Content starts

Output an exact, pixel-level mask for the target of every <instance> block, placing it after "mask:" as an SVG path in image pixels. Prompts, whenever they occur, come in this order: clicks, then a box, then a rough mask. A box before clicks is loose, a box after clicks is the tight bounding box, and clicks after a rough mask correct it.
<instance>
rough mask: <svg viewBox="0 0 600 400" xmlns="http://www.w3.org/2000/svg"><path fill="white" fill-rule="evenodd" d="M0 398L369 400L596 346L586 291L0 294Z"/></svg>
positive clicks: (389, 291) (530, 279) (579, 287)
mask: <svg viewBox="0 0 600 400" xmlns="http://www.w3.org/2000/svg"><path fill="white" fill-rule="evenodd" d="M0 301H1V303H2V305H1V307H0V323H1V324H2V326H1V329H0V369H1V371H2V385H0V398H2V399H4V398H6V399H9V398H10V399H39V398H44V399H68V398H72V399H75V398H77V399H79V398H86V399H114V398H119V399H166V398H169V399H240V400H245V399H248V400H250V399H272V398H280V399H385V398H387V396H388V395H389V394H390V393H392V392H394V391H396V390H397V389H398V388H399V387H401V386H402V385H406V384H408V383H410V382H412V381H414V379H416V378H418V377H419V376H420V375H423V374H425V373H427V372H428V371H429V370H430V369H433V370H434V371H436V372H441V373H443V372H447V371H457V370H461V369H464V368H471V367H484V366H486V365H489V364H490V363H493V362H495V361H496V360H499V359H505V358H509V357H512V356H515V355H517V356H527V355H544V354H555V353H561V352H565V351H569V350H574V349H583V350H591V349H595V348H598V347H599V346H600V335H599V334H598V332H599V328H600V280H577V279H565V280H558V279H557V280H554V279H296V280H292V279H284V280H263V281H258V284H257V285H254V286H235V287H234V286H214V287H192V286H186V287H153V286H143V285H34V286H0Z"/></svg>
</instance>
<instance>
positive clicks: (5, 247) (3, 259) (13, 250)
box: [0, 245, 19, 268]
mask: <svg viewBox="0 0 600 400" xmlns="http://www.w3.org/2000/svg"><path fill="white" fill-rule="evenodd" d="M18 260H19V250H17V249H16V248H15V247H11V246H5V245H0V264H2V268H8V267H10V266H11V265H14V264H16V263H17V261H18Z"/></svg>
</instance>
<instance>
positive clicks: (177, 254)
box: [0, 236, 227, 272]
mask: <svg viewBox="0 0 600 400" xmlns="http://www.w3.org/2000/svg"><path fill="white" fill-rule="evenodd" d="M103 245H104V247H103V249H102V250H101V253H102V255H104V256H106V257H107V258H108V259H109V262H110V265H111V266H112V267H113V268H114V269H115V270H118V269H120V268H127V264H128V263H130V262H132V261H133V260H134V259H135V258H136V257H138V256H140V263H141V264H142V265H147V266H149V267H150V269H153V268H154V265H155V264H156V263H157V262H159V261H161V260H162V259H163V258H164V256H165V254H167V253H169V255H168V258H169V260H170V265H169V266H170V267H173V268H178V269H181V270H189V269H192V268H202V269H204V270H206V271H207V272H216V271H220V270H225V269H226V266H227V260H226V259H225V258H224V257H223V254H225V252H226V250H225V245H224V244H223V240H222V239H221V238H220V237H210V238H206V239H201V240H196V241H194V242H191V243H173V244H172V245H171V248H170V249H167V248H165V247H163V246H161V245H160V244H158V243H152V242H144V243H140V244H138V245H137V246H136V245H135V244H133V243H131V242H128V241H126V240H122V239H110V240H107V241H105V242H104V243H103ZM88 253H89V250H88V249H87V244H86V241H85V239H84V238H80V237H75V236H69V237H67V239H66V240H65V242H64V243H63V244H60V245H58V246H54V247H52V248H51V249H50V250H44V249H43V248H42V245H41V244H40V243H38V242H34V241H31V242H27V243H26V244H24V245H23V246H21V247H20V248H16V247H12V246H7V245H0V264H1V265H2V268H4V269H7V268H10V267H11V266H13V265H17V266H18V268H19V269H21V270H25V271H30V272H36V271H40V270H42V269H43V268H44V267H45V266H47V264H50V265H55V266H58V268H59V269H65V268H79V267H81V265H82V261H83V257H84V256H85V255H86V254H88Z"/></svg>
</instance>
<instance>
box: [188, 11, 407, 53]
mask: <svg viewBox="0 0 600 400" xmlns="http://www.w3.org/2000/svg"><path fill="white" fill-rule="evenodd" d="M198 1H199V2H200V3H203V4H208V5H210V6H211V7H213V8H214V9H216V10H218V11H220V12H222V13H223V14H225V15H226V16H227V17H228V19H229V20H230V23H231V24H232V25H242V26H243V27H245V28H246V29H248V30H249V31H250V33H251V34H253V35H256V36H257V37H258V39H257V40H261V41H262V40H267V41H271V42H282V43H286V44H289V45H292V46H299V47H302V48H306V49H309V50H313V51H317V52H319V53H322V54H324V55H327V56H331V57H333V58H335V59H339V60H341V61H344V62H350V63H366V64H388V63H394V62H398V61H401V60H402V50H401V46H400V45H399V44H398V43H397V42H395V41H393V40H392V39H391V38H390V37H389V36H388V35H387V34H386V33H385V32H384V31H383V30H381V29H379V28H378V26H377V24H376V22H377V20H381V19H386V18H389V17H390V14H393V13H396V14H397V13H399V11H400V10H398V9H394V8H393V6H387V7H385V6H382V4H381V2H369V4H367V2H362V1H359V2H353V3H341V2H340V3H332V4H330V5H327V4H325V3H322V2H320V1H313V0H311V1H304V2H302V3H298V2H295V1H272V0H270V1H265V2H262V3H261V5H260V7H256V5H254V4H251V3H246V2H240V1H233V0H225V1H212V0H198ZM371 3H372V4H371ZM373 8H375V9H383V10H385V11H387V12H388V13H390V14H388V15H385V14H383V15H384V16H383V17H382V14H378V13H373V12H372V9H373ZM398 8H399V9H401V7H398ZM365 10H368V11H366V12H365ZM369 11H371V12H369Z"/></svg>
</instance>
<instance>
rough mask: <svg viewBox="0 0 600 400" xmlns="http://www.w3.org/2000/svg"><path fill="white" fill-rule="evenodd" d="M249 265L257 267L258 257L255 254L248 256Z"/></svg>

Content ends

Task details:
Rewrite the data from its first line through the line containing "398L369 400L596 346L586", both included, as a numbered list with any blank lines left out.

Task response:
1. Output an exact, pixel-level mask for the target of every <instance> block, placing it after "mask:" as an SVG path in image pixels. Prompts, whenever they occur, come in this order: clicks, then a box, then a rough mask. A box before clicks is loose, a box after clicks is the tight bounding box, and clicks after a rough mask correct it.
2. <instance>
3. rough mask: <svg viewBox="0 0 600 400" xmlns="http://www.w3.org/2000/svg"><path fill="white" fill-rule="evenodd" d="M0 398L369 400L596 346L586 291L0 294Z"/></svg>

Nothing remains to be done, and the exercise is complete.